### ASSIGNMENT
Which lines of the material hold the word "metal"? Copy each one.

### EXCERPTED RECORDS
****************

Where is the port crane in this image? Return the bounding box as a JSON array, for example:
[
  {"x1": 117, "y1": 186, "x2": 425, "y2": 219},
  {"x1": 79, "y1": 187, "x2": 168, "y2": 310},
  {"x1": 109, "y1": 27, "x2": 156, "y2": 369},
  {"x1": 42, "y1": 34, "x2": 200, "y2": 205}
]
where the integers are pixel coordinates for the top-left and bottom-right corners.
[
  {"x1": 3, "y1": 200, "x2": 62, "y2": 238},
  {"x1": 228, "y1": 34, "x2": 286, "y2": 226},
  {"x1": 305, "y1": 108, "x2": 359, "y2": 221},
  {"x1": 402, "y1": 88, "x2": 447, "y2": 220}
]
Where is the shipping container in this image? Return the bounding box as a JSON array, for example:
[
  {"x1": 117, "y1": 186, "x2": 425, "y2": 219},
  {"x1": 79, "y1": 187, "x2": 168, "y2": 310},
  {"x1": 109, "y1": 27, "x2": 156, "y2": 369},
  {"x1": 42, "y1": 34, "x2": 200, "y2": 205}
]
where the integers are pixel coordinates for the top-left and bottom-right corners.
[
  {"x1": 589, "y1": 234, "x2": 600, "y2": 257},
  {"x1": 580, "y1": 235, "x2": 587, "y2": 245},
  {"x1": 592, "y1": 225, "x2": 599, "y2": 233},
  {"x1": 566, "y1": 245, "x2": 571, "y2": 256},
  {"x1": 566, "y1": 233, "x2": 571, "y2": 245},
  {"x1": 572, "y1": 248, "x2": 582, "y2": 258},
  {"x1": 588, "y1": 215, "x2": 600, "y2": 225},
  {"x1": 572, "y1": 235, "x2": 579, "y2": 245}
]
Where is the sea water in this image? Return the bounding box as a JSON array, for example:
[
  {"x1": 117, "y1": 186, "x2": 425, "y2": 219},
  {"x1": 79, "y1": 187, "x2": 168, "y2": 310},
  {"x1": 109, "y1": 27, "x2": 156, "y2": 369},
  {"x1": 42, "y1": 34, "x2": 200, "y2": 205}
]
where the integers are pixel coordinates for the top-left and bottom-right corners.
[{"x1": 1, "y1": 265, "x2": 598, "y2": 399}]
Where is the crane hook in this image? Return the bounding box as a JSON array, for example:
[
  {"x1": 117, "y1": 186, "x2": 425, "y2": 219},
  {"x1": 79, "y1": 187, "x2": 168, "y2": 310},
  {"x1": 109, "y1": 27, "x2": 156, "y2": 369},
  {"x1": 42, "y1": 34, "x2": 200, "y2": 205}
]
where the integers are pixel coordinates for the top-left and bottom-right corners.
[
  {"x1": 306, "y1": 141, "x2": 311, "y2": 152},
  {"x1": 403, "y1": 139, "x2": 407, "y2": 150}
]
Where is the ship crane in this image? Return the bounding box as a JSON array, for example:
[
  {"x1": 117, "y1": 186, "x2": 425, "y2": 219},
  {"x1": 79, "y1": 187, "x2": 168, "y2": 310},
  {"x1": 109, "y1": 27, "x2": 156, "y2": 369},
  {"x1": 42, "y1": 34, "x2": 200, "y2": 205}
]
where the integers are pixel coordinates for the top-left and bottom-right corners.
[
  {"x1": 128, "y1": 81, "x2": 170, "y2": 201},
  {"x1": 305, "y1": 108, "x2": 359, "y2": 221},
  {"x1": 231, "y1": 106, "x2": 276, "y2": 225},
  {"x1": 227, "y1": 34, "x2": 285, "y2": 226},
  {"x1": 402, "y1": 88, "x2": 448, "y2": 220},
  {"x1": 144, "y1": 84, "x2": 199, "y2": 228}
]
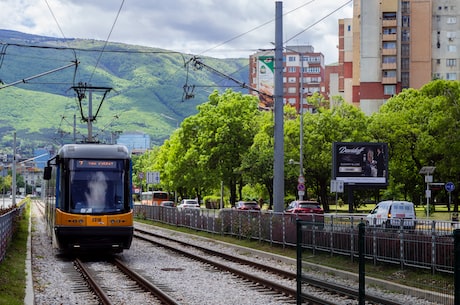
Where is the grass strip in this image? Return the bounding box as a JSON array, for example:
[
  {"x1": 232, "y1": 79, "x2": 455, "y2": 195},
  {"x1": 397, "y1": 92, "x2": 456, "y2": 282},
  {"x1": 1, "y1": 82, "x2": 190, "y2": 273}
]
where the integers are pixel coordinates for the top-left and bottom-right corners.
[{"x1": 0, "y1": 202, "x2": 29, "y2": 305}]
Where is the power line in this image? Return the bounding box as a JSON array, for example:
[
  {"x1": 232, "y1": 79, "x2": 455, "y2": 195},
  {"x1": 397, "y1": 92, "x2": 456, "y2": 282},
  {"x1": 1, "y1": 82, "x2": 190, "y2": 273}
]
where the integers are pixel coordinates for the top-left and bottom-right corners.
[
  {"x1": 285, "y1": 1, "x2": 352, "y2": 44},
  {"x1": 198, "y1": 0, "x2": 316, "y2": 57},
  {"x1": 89, "y1": 0, "x2": 125, "y2": 83}
]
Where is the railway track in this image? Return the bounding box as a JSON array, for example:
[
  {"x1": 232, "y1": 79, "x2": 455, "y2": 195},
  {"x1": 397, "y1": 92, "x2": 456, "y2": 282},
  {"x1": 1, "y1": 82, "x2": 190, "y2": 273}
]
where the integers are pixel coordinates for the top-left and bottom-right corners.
[
  {"x1": 134, "y1": 227, "x2": 403, "y2": 305},
  {"x1": 74, "y1": 257, "x2": 180, "y2": 305}
]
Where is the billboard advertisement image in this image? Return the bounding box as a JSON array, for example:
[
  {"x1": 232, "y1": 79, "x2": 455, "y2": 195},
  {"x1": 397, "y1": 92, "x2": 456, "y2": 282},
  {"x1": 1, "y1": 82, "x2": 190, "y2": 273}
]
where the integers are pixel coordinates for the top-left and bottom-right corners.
[
  {"x1": 332, "y1": 142, "x2": 388, "y2": 186},
  {"x1": 257, "y1": 55, "x2": 274, "y2": 110}
]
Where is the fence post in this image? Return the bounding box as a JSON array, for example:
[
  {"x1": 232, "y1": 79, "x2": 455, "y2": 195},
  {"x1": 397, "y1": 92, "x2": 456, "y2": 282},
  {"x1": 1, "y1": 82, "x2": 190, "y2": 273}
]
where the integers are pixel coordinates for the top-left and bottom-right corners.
[
  {"x1": 296, "y1": 219, "x2": 302, "y2": 305},
  {"x1": 454, "y1": 229, "x2": 460, "y2": 305},
  {"x1": 358, "y1": 222, "x2": 365, "y2": 305}
]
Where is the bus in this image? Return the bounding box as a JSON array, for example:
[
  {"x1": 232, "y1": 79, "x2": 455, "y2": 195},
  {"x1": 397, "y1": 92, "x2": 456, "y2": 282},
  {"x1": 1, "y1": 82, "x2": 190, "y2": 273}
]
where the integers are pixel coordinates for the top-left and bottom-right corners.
[{"x1": 140, "y1": 191, "x2": 169, "y2": 206}]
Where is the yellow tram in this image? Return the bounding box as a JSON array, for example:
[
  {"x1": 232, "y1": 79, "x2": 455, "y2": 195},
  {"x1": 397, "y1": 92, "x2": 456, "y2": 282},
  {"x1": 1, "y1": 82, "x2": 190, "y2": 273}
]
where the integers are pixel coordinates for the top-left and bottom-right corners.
[{"x1": 44, "y1": 143, "x2": 133, "y2": 253}]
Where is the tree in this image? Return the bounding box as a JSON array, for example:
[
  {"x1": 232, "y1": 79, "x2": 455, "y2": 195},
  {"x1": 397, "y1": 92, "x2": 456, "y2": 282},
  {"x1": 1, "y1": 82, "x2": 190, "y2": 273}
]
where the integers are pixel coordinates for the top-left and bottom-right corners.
[
  {"x1": 193, "y1": 90, "x2": 260, "y2": 205},
  {"x1": 368, "y1": 80, "x2": 460, "y2": 209},
  {"x1": 240, "y1": 110, "x2": 275, "y2": 209},
  {"x1": 302, "y1": 95, "x2": 369, "y2": 212}
]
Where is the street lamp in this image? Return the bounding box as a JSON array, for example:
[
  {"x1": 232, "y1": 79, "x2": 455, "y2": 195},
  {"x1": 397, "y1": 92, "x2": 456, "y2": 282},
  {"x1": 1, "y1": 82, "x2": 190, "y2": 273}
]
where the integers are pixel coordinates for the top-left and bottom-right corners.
[{"x1": 298, "y1": 52, "x2": 305, "y2": 200}]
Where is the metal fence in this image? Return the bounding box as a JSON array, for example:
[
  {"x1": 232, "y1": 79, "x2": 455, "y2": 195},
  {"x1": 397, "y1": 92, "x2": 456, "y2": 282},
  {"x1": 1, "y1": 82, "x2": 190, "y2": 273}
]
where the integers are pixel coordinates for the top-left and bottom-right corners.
[
  {"x1": 0, "y1": 206, "x2": 24, "y2": 263},
  {"x1": 134, "y1": 205, "x2": 457, "y2": 273}
]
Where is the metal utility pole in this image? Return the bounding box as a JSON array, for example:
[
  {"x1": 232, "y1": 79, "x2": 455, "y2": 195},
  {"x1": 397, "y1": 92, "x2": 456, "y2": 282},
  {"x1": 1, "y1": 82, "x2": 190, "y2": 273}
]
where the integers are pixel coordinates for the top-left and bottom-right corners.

****************

### RESPONSE TO THE EXERCISE
Where is the metal fence in this image? Return the bounding box as a JSON array, for example:
Where is the metal utility pole in this image? Return the bounding box as a JSON array, for example:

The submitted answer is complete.